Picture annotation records
┌────────

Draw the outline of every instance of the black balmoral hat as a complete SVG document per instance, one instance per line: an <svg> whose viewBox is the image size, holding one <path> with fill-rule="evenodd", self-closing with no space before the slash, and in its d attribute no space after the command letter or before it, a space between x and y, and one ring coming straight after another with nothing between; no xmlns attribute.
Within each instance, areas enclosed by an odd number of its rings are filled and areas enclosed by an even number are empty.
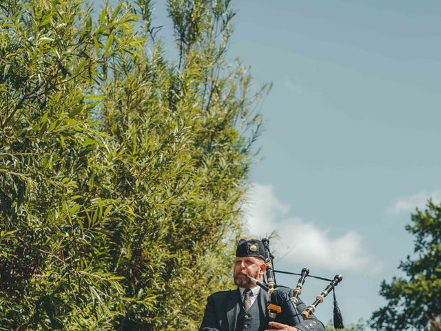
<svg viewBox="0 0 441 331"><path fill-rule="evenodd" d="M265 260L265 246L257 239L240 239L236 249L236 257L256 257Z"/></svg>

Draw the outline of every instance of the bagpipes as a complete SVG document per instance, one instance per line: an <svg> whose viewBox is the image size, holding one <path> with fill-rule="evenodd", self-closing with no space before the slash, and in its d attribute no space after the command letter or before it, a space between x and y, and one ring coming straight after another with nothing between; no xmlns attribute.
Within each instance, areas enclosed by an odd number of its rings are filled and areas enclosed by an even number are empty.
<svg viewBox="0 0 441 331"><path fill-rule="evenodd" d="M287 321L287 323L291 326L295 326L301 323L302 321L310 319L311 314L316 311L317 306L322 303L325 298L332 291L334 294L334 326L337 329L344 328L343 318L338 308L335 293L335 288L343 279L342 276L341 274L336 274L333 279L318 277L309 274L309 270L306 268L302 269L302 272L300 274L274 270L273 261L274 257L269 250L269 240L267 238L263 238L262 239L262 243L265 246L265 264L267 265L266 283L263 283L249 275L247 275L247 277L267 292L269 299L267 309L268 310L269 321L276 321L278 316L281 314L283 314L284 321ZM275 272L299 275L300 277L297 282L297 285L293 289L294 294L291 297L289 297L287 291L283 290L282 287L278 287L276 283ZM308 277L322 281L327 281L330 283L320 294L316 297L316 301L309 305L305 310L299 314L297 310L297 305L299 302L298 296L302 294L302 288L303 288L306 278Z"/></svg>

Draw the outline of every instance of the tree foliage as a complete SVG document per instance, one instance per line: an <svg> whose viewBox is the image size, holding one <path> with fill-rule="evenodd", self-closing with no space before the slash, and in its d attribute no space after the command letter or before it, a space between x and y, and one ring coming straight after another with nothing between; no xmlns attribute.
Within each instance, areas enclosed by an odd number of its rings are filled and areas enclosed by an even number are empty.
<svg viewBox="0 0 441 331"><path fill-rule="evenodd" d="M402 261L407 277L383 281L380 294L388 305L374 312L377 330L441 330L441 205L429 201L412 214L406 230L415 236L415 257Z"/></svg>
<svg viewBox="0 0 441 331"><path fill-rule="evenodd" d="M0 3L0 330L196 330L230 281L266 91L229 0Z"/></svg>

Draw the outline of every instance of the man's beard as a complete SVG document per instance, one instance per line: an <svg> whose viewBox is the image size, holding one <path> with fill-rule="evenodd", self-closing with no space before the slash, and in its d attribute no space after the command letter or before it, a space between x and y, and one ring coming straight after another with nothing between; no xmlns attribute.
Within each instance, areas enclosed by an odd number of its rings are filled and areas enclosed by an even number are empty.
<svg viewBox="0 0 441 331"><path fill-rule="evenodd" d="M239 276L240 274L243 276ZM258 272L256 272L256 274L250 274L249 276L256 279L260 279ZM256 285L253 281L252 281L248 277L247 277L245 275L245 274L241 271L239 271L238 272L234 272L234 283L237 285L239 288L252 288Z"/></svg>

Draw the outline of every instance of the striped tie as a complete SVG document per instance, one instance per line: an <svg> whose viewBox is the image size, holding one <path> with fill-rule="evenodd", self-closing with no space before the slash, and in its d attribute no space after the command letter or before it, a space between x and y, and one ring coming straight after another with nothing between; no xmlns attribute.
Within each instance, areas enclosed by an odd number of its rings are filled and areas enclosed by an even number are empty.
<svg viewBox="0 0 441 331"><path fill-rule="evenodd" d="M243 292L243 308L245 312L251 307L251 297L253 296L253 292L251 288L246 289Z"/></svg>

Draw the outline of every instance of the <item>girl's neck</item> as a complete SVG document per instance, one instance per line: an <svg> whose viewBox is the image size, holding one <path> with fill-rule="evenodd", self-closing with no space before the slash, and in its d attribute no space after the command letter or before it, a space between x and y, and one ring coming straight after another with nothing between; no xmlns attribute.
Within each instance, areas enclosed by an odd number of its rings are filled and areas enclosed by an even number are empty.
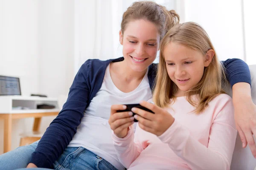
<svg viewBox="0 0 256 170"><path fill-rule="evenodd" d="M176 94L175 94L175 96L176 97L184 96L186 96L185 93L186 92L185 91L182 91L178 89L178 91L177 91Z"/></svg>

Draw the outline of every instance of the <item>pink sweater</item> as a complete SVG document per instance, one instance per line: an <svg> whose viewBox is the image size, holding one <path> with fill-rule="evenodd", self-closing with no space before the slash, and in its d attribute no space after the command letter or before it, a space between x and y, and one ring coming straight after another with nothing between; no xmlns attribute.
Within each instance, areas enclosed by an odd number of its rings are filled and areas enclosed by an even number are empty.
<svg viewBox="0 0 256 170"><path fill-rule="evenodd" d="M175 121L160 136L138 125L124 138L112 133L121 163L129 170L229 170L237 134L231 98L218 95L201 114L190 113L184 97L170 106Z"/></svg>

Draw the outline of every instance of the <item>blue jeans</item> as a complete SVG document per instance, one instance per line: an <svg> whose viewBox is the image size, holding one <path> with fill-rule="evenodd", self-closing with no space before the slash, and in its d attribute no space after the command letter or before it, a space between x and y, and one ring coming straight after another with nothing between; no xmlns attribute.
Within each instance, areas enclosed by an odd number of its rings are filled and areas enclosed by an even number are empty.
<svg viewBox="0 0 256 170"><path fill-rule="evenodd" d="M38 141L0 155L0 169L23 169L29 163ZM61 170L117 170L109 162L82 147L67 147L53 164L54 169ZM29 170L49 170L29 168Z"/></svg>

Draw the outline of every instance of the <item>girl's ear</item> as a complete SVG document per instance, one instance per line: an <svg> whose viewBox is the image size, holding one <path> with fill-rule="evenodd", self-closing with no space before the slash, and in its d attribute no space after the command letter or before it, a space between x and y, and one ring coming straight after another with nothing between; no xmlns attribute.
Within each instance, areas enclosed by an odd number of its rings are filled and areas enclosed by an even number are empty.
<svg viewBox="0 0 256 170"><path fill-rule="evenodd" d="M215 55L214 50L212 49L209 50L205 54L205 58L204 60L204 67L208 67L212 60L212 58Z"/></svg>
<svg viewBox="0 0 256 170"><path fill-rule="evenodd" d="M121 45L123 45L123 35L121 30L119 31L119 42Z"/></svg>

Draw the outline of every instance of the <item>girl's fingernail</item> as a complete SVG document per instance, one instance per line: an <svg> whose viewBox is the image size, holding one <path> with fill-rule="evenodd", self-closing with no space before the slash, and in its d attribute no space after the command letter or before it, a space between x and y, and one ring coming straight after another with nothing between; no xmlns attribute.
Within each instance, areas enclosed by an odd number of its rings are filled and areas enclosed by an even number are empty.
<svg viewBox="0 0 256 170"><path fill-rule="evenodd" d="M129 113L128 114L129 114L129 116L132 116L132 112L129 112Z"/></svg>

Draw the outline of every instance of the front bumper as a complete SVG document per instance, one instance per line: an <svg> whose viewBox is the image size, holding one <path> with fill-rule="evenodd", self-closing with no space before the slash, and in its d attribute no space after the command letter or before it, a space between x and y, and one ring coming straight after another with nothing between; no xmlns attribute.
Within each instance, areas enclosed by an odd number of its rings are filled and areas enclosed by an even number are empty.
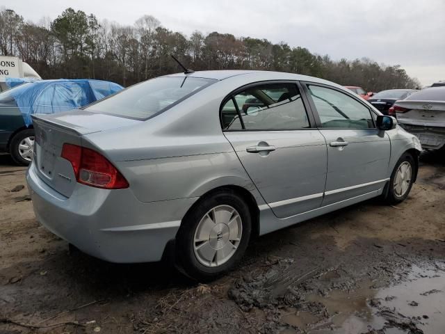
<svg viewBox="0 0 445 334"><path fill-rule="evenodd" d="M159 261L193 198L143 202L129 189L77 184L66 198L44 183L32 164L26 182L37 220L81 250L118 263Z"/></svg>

└────────

* [Set exercise]: Update the lines from the one containing "Draw the outline of every instance of the <item>pink" up to and including the one containing "121L160 136L138 125L124", changing "pink sweater" to "pink cardigan" and keeping everything else the same. Give back only those lines.

* [Exercise response]:
Draw the outline of every instance of the <item>pink cardigan</item> as a complete SVG document per instance, one instance per line: an <svg> whose viewBox is the image size, holding one <path> with fill-rule="evenodd", self-closing with no space before the slash, and in its d attribute no space after the command letter or before it, a space between x and y, and one ring coming straight after another with nothing between; no xmlns attribute.
Within each instance, areas enclosed by an odd number of its rings are filled and areas enclosed by an even number are empty.
<svg viewBox="0 0 256 170"><path fill-rule="evenodd" d="M175 121L160 136L138 125L124 138L112 133L121 163L129 170L229 170L237 134L231 98L218 95L201 114L190 113L184 97L170 106Z"/></svg>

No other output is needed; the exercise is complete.